Exercise: Please extend the Bash FIFO question, starting right after its last line.

Excerpted text:
** START **

Can I avoid using a FIFO file to join the end of a Bash pipeline to be stored in a variable in the current shell?

Can I avoid using a FIFO file to join the end of a Bash pipeline to be stored in a variable in the current shell? - linux

I have the following functions:
execIn ()
{
local STORE_INvar="${1}" ; shift
printf -v "${STORE_INvar}" '%s' "$( eval "$#" ; printf %s x ; )"
printf -v "${STORE_INvar}" '%s' "${!STORE_INvar%x}"
}
and
getFifo ()
{
local FIFOfile
FIFOfile="/tmp/diamondLang-FIFO-$$-${RANDOM}"
while [ -e "${FIFOfile}" ]
do
FIFOfile="/tmp/diamondLang-FIFO-$$-${RANDOM}"
done
mkfifo "${FIFOfile}"
echo "${FIFOfile}"
}
I want to store the output of the end of a pipeline into a variable as given to a function at the end of the pipeline, however, the only way I have found to do this that will work in early versions of Bash is to use mkfifo to make a temp fifo file. I was hoping to use file descriptors to avoid having to create temporary files. So, This works, but is not ideal:
Set Up: (before I can do this I need to have assigned a FIFO file to a var that can be used by the rest of the process)
$ FIFOfile="$( getFifo )"
The Pipeline I want to persist:
$ printf '\n\n123\n456\n524\n789\n\n\n' | grep 2 # for e.g.
The action: (I can now add) >${FIFOfile} &
$ printf '\n\n123\n456\n524\n789\n\n\n' | grep 2 >${FIFOfile} &
N.B. The need to background it with & - Problem 1: I get [1] <PID_NO> output to the screen.
The actual persist:
$ execIn SOME_VAR cat - <${FIFOfile}
Problem 2: I get more noise to the screen
[1]+ Done printf '\n\n123\n456\n524\n789\n\n\n' | grep 2 > ${FIFOfile}
Problem 3: I loose the blanks at the start of the stream rather than at the end as I have experienced before.
So, am I doing this the right way? I am sure that there must be a way to avoid the need of a FIFO file that needs cleanup afterwards using file descriptors, but I cannot seem to do this as I cannot assign either side of the problem to a file descriptor that is not attached to a file or a FIFO file.
I can try and resolve the problems with what I have, although to make this work properly I guess I need to pre-establish a pool of FIFO files that can be pulled in to use or else I have a pre-req of establishing this file before the command. So, for many reasons this is far from ideal. If anyone can advise me of a better way you would make my day/week/month/life :)
Thanks in advance...

** END **

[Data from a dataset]

** START **

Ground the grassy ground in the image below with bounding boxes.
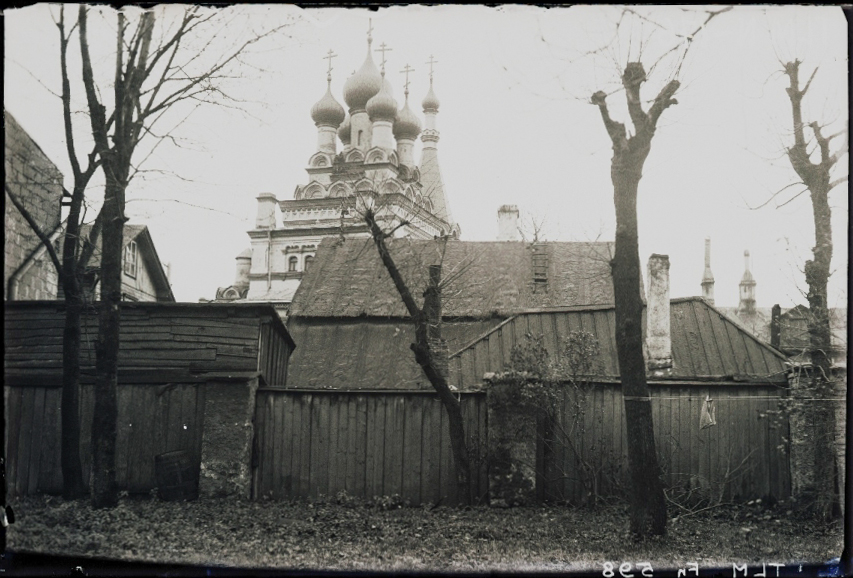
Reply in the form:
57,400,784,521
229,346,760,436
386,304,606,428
7,496,843,577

** END **

Response for this exercise:
Process substitution was available in bash from the ancient days. You absolutely do not have a version so ancient as to be unable to use it. Thus, there's no need to use a FIFO at all:
readToVar() { IFS= read -r -d '' "$1"; }
readToVar targetVar < <(printf '\n\n123\n456\n524\n789\n\n\n')
You'll observe that:
printf '%q\n' "$targetVar"
...correctly preserves the leading newlines as well as the trailing ones.
By contrast, in a use case where you can't afford to lose stdin:
readToVar() { IFS= read -r -d '' "$1" <"$2"; }
readToVar targetVar <(printf '\n\n123\n456\n524\n789\n\n\n')
If you really want to pipe to this command, are willing to require a very modern bash, and don't mind being incompatible with job control:
set +m # disable job control
shopt -s lastpipe # in a pipeline, parent shell becomes right-hand side
readToVar() { IFS= read -r -d '' "$1"; }
printf '\n\n123\n456\n524\n789\n\n\n' | grep 2 | readToVar targetVar

The issues you claim to run into with using a FIFO do not actually exist. Put this in a script, and run it:
#!/bin/bash
trap 'rm -rf "$tempdir"' 0 # cleanup on exit
tempdir=$(mktemp -d -t fifodir.XXXXXX)
mkfifo "$tempdir/fifo"
printf '\n\n123\n456\n524\n789\n\n\n' >"$tempdir/fifo" &
IFS= read -r -d '' content <"$tempdir/fifo"
printf '%q\n' "$content" # print content to console
You'll notice that, when run in a script, there is no "noise" printed to the screen, because all that status is explicitly tied to job control, which is disabled by default in scripts.
You'll also notice that both leading and tailing newlines are correctly represented.

One idea, tell me I am crazy, might be to use the !! notation to grab the line just executed, e.g. if there is a command that can terminate a pipeline and stop it actually executing, whilst still as far as the shell is concerned, consider it as a successful execution, I am thinking something like the true command, I could then use !! to grab that line and call my existing function to execute it with process substitution or something. I could then wrap this into an alias, something like: alias streamTo=' | true ; LAST_EXEC="!!" ; myNewCommandVariation <<<' which I think could be used something like: $ cmd1 | cmd2 | myNewCommandVariation THE_VAR_NAME_TO_SET and the <<< from the alias would pass the var name to the command as an arg or stdin, either way, the command would be not at the end of a pipeline. How mad is this idea?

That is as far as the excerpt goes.